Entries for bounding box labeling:
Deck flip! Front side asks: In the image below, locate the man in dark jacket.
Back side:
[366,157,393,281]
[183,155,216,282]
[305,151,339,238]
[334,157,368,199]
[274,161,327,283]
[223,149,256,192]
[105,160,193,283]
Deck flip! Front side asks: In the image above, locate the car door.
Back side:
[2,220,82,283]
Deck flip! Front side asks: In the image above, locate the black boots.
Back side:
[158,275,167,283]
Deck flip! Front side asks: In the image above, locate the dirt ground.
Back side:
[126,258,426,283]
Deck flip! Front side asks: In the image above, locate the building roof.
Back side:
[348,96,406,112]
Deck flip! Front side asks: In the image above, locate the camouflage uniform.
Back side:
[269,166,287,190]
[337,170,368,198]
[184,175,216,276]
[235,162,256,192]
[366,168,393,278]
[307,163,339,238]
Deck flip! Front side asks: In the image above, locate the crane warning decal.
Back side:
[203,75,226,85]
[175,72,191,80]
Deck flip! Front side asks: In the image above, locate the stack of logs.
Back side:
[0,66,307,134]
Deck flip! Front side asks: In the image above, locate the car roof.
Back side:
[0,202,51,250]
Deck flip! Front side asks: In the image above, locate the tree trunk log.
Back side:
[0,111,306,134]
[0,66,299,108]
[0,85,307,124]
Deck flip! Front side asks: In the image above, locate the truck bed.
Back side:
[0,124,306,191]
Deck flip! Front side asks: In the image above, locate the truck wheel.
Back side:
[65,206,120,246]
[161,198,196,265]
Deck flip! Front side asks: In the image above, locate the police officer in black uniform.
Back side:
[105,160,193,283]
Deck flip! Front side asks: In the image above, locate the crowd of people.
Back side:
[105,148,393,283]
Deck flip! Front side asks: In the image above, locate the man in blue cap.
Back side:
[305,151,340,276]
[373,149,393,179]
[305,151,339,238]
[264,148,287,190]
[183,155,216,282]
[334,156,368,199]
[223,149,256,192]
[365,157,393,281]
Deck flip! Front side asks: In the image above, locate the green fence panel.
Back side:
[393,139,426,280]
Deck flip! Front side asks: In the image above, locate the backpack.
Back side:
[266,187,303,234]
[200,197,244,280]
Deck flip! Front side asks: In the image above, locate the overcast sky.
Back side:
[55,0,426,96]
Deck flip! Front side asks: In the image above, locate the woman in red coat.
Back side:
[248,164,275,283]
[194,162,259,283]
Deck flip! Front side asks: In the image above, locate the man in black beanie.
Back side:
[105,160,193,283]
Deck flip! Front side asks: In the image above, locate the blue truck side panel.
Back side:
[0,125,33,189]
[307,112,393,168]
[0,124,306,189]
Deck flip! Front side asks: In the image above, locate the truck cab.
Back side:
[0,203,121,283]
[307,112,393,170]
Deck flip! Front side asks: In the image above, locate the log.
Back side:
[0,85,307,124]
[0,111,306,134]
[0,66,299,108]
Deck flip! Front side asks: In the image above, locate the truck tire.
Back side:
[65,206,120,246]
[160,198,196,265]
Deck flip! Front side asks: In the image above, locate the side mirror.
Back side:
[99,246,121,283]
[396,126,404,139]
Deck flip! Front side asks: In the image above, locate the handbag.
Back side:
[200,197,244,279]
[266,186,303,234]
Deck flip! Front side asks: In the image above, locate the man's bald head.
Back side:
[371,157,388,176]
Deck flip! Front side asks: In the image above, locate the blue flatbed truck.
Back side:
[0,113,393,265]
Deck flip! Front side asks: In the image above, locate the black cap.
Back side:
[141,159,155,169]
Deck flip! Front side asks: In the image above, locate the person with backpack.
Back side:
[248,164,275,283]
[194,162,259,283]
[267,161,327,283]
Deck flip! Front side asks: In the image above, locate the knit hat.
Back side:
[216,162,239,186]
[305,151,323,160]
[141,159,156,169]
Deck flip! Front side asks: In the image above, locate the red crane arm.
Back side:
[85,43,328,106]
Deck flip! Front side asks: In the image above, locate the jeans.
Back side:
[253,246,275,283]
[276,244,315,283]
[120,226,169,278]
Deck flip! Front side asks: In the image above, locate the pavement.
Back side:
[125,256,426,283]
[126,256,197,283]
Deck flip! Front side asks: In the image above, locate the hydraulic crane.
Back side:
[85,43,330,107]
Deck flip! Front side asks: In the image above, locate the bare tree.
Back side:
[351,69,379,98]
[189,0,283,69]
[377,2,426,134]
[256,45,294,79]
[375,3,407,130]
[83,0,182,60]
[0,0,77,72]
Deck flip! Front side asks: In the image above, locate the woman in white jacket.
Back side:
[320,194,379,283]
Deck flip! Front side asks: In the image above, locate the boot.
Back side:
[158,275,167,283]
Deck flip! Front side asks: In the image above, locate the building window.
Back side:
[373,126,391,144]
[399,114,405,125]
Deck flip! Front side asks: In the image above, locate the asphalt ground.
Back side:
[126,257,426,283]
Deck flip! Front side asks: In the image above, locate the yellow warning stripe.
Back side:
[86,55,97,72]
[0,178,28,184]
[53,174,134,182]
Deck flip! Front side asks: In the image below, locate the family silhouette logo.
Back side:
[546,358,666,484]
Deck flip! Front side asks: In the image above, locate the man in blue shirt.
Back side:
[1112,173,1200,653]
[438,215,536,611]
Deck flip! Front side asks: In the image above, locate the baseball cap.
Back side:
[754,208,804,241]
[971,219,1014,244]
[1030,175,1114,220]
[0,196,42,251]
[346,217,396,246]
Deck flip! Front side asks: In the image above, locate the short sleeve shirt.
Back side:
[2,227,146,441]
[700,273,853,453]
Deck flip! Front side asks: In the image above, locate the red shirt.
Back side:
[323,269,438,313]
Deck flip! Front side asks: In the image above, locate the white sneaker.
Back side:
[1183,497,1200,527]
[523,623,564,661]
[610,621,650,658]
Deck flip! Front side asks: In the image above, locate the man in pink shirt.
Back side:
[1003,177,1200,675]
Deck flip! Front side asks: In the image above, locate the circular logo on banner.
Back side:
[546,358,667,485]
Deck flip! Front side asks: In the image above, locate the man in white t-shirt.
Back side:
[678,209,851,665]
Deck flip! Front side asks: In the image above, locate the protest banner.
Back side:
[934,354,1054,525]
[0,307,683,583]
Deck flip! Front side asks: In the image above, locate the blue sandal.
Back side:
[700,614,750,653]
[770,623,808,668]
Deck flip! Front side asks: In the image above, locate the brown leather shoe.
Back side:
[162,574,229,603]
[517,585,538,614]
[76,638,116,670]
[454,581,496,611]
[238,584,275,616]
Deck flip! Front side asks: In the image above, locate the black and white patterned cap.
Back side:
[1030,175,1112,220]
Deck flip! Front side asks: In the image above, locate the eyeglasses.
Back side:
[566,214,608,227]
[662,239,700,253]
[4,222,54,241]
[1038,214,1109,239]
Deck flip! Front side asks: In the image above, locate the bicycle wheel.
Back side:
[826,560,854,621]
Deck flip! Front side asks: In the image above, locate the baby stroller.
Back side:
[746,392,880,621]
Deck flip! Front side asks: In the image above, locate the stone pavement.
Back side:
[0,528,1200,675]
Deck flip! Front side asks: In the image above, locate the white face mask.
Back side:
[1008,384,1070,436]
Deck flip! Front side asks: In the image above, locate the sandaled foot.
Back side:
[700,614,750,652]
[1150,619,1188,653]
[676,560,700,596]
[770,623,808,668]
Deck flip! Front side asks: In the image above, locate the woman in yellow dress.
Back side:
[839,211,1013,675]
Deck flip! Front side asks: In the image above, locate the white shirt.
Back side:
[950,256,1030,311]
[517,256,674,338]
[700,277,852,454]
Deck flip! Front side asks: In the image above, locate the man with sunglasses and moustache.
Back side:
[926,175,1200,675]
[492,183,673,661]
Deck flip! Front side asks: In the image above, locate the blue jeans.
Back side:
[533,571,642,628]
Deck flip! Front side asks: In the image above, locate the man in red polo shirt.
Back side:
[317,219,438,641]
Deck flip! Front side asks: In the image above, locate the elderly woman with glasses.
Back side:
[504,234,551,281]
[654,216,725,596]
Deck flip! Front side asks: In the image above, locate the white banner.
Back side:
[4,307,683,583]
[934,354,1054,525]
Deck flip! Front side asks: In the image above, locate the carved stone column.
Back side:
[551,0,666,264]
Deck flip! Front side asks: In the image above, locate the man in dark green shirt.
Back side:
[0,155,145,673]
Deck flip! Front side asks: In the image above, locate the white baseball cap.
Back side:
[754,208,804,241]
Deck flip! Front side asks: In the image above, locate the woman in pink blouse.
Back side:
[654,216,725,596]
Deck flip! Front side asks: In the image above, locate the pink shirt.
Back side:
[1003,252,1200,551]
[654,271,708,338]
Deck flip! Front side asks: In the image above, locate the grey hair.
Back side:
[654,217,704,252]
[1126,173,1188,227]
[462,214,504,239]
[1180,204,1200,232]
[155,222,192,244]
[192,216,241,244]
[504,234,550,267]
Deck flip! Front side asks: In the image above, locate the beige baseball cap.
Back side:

▸ Do this:
Copy out the records word for word, everything from the line containing "logo on banner." down to the line containing "[700,277,852,454]", with both of those lines included.

▸ Complete answer:
Deck flip! Front side asks: In the image above, locate the circular logo on banner.
Back side:
[546,358,667,485]
Deck flip! Front side asks: In the image above, locate the man in white t-shirt.
Back side:
[678,209,851,665]
Deck flip! Front side asks: In the image above, locate the protest banner.
Back side:
[934,354,1054,525]
[0,307,683,583]
Deck flip! Front side asks: In the image above, locate the blue sandal.
Back side:
[700,614,750,653]
[770,623,808,668]
Deck flip! Front side asks: In the image above, locate the brown leather shoe.
Back side:
[162,574,229,603]
[517,585,538,614]
[76,638,116,670]
[454,581,496,611]
[238,584,275,616]
Deck flip! Front side asks: In the image above, locate the black and white patterned cap.
Back side:
[1030,175,1112,220]
Deck flip! Front side asks: In the image above, locate the eyeglasses.
Back side:
[566,214,608,227]
[662,239,700,253]
[4,222,54,241]
[1038,214,1109,239]
Deck flip! Front side asks: In the image above, locate the bicycle wheel.
Back side:
[826,560,854,621]
Deck flip! Front side asks: In the image above, locate the baby stroller.
Back side:
[746,392,880,621]
Deck flip! Front side asks: In the image above, locate the stone pavement.
Back side:
[0,528,1200,675]
Deck flip! Front side asks: In the image above, locate the white face mask.
Back side:
[1008,384,1070,436]
Deck flip! Front side asks: In the image above, locate the sandaled foot.
Back side:
[700,614,750,652]
[1150,619,1188,653]
[676,560,700,596]
[770,623,808,668]
Deck flip! Front side asks: In the image above, locate the woman in yellow dress.
Back side:
[839,211,1013,675]
Deck flip! Front side asks: In the image above, locate the white shirt.
Back side:
[950,256,1030,311]
[517,256,674,338]
[700,277,852,454]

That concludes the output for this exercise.